**Work instructions:**
Write out again everything from the line containing "Outline every instance of the boat hull." down to the end of the rows, requests included, and shift every polygon coordinate in the answers by -131. Leave the numbers in the requests and their format samples as they are.

Stored dataset items
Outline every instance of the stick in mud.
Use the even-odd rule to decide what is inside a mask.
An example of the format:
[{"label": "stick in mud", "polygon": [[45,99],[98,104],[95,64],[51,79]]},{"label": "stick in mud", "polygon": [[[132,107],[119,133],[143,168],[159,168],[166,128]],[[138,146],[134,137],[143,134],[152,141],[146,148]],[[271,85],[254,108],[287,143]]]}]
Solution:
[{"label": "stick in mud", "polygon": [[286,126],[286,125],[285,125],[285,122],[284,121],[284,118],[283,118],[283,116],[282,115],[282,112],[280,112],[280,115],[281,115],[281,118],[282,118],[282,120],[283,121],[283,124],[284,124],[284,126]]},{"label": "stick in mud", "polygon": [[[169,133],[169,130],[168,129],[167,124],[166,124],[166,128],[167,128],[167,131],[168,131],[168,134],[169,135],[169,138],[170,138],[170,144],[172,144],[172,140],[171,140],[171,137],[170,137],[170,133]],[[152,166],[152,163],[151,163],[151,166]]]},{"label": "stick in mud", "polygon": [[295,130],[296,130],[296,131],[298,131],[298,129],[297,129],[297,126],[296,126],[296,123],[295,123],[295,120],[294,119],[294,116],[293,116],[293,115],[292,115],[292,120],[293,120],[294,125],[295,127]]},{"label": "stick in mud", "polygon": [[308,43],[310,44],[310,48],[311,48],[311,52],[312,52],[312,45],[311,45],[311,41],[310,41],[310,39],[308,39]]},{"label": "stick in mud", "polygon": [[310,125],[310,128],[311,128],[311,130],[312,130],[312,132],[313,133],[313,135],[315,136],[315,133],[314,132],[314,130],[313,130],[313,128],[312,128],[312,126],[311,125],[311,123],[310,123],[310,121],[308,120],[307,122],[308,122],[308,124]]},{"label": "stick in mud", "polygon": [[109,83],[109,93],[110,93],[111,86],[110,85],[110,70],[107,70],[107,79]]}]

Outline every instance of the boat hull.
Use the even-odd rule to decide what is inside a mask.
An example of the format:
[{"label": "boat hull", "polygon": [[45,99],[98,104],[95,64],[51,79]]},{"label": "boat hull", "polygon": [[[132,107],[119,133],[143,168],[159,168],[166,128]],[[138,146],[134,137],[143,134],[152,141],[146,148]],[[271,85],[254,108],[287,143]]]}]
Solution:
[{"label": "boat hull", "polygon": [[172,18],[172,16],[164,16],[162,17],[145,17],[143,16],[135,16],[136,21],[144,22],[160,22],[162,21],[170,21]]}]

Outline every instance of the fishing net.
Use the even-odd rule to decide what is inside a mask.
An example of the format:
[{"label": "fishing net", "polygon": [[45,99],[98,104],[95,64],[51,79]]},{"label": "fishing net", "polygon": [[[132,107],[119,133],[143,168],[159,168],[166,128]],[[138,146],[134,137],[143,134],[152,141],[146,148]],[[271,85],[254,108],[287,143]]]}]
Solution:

**Output of the exercise:**
Outline every instance of the boat hull.
Use the even-odd rule to decide what is inside a mask.
An example of the format:
[{"label": "boat hull", "polygon": [[45,99],[98,104],[95,64],[51,79]]},{"label": "boat hull", "polygon": [[[132,107],[119,133],[143,168],[159,168],[166,128]],[[138,146],[134,137],[143,134],[152,141],[146,148]],[[271,85],[254,108],[287,143]]]}]
Solution:
[{"label": "boat hull", "polygon": [[41,-113],[41,-115],[33,-115],[31,-114],[14,-114],[12,-115],[4,-115],[5,-110],[13,-109],[29,-109],[31,-110],[39,-110]]}]

Outline every instance of the fishing net.
Use the even-odd rule to decide what is inside a mask.
An example of the format:
[{"label": "fishing net", "polygon": [[45,99],[98,104],[95,64],[51,79]]},{"label": "fishing net", "polygon": [[[132,107],[119,133],[143,168],[159,168],[166,128]],[[138,146],[134,137],[143,134],[152,141],[146,148]],[[271,85],[254,108],[287,143]]]}]
Solution:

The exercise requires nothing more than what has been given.